▶ _Exercise objective_: Copy the passage on Kazakhstan's ethnic policy, beginning at the words "The law mandating" and stopping after "eased since then.", and swap in "administrative hurdles" wherever "bureaucratic obstacles" appears.

▶ _Selected passage_:
______________________________
The law mandating that these centres be registered with the ministry of justice serves as an important screening mechanism. Groups such as Russkaia obshchina and the various Cossack formations encountered a series of bureaucratic obstacles at the central and oblast levels in the mid 1990s in securing a long-term legal status and have remained on the fringes of the official framework. The ban on the various oblast branches of Russkaia obshchina and Lad was lifted in August 1999 on the eve of the parliamentary elections and the registration requirements have eased since then.
Nazarbaev has sought to cultivate the assembly as a mechanism for “conflict resolution.” He cited an agreement, supposedly brokered by the Assembly, between the Union of Cossacks of Semirech’e and the law and order authorities of Almaty, as an evidence of its conflict resolution capacity (Kazakhstanskaia pravda, 8 October 1998). The Union of Cossacks of Semirech’e was denied registration because of their insistence on wearing military uniforms and bearing arms. Max van der Stoel, the OSCE High Commissioner on National Minorities facilitated negotiations between Cossack representatives and government officials, urging that Cossack participants be invited to national and international conferences on ethnic issues. Two Cossack representatives were nominated by the Kazakhstani government to attend a conference in Locarno in Switzerland in 1996 amidst allegations that they had been ‘bought off’ (Author’s conversations with Cossack leaders in Ust Kamenogorsk, July 1997). The state officials have successfully exploited the divisions between two rival Cossack organizations, the Semirech’e Cossack group, headed by Gennadii Belykov which is closely associated with the Russkaia obshchina and the Union of Semirech’e Cossacks headed by Viktor Ovsiannikov, which enjoys a tactical support of the authorities.
The state policy of enshrining the country’s multiethnic legacy is oriented toward celebrating the cultures and national heritage of numerous small ethnic groups while fomenting factions and divisions within larger groups (Russians). The Assembly has been entrusted with the task of apportioning the ten per cent quota in universities for the ‘small’ ethnic groups – a provision that excludes Russians. While Russians are psychologically resistant to being reduced to the status of a ‘minority’, spokespersons for other ethnic groups, notably ethnic Germans, Koreans, and Uighurs have made steady demands for the recognition and institutionalisation of their minority status. For example, the German Council of Kazakhstan, enjoying the sponsorship of Germany, obtained membership of the Federal Union of European Minorities.
______________________________
▶ _Records_:
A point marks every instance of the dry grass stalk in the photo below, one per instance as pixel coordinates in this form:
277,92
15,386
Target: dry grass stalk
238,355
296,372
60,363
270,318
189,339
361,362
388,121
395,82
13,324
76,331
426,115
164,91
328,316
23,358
______________________________
▶ _Solution below_:
The law mandating that these centres be registered with the ministry of justice serves as an important screening mechanism. Groups such as Russkaia obshchina and the various Cossack formations encountered a series of administrative hurdles at the central and oblast levels in the mid 1990s in securing a long-term legal status and have remained on the fringes of the official framework. The ban on the various oblast branches of Russkaia obshchina and Lad was lifted in August 1999 on the eve of the parliamentary elections and the registration requirements have eased since then.